[Start of Information supplied]

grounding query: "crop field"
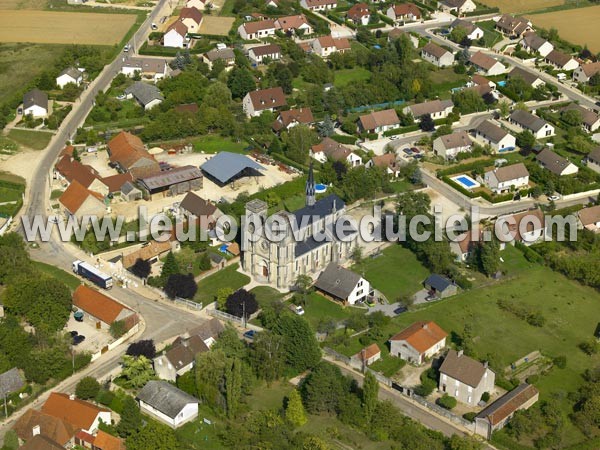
[0,10,136,45]
[198,16,235,36]
[530,6,600,53]
[482,0,565,13]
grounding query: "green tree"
[362,372,379,423]
[121,355,154,389]
[227,67,256,98]
[274,314,321,373]
[117,395,143,438]
[225,358,242,419]
[126,420,180,450]
[160,251,180,281]
[75,377,100,400]
[285,389,308,427]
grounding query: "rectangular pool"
[451,174,481,190]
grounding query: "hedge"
[330,134,357,145]
[383,124,419,136]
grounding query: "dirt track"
[0,10,136,45]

[End of Information supplied]

| Goal |
Convert the listing above into a two-column CSV with the columns "phrase" and "boxes" and one row for each quoted phrase, putting the phrase and all of its bounding boxes each in one quoted field with line breaks turned into spaces. Leave the pictures out.

| Full answer |
phrase,boxes
"grounding query: ""crop field""","[0,10,136,45] [198,16,235,36] [530,6,600,53] [482,0,565,13]"
"grounding query: ""green tree""","[362,372,379,423] [121,355,154,389] [227,67,256,98] [274,314,321,373] [117,395,143,438] [225,358,242,419] [126,420,180,450] [160,251,180,281] [75,377,100,400] [285,389,308,427]"
"grounding query: ""rectangular pool""","[451,174,481,190]"
"grounding query: ""hedge""","[330,134,357,145] [383,124,419,136]"
"grounding query: ""dirt track""","[0,10,136,45]"